- [Problem to work on]:
Please copy out every line of the items from the line containing "Exercise. Identify the white wedding" through the last line of the items, both included, and add 92 to each coordinate in the answers.

Coordinate annotation records
────

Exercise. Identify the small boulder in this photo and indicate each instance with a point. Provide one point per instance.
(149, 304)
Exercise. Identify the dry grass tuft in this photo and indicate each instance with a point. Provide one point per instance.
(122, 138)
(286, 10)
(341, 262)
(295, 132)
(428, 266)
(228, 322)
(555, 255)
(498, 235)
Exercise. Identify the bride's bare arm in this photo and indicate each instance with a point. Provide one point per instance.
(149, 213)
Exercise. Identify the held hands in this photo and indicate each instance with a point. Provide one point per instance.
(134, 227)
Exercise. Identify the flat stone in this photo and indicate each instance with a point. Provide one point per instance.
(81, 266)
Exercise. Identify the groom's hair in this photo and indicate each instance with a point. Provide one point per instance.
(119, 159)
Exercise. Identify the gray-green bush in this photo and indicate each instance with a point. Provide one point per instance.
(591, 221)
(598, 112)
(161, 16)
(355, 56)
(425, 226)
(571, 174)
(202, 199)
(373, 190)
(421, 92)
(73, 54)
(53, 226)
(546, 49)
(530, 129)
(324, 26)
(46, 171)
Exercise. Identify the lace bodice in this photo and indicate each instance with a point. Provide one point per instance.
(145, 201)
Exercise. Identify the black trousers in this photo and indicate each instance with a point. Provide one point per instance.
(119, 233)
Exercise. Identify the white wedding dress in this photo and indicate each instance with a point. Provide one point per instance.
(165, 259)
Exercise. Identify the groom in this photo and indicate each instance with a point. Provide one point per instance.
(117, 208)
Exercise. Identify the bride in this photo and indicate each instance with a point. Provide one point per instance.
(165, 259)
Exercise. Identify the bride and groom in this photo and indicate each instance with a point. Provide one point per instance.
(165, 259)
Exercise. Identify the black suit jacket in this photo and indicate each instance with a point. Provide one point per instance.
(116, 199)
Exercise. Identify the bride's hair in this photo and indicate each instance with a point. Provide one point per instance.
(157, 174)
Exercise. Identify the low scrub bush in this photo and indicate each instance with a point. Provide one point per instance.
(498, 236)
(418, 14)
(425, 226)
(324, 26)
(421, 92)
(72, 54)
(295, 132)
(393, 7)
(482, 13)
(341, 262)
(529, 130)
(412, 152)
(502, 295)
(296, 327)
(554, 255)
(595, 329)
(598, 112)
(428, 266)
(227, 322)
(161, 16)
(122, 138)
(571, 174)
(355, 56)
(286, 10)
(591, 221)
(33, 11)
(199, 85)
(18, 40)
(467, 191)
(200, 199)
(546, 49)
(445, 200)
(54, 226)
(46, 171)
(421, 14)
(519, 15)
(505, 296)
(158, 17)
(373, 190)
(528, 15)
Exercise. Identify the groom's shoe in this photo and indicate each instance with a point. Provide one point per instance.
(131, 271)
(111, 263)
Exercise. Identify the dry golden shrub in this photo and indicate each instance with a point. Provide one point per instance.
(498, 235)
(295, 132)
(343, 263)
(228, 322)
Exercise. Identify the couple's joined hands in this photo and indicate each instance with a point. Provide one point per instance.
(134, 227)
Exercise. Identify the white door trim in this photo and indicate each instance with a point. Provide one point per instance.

────

- [Worked answer]:
Exercise. Identify the white wedding dress in this photo and indicate each instance with a point. Provide one point per instance.
(257, 351)
Exercise. Identify the groom in this photo and indicate each instance with a point. Provide one point per instance.
(209, 300)
Exercise. Identify the bride in this photo and indicate each instance with a point. Provide one point per instance.
(257, 351)
Exercise. Identify the bride and groom in this photo and indicate each instance with a point. Provide one point per instance.
(257, 351)
Exercise. Identify the black suit jacket in this photo and indicate each instance with a point. Provide one point per instance.
(208, 291)
Exercise. Identify the bride's hair in this photo and indicate each instance with a point. Provide one point per instance.
(249, 266)
Exercise. Identify the low scrub bush in this photo and indicate each instance with a point. Provide one point per instance.
(590, 328)
(510, 106)
(517, 318)
(416, 118)
(513, 184)
(164, 146)
(387, 224)
(485, 99)
(574, 105)
(433, 354)
(621, 222)
(504, 244)
(594, 387)
(388, 419)
(646, 347)
(687, 421)
(690, 204)
(520, 358)
(319, 414)
(253, 108)
(214, 230)
(663, 266)
(447, 148)
(378, 102)
(683, 313)
(125, 103)
(291, 177)
(110, 132)
(559, 283)
(292, 291)
(638, 141)
(537, 292)
(146, 318)
(138, 263)
(513, 106)
(611, 107)
(597, 388)
(250, 109)
(465, 282)
(620, 107)
Exercise. Identify the groom's shoe in this photo and indicate each instance with a point. Provide one point per instance.
(223, 363)
(203, 355)
Exercise. Identify the dry golden shrub in this photo and indicate each instance with a point. Provide one point per instance.
(590, 327)
(387, 224)
(435, 355)
(320, 414)
Exercise. Identify the couple's joined hands in this photo and indicate each instance with a point. Provide one point per instance.
(226, 319)
Exercise. Identify the white door trim in this photo and indicate each instance with a point. Provide one point per instance.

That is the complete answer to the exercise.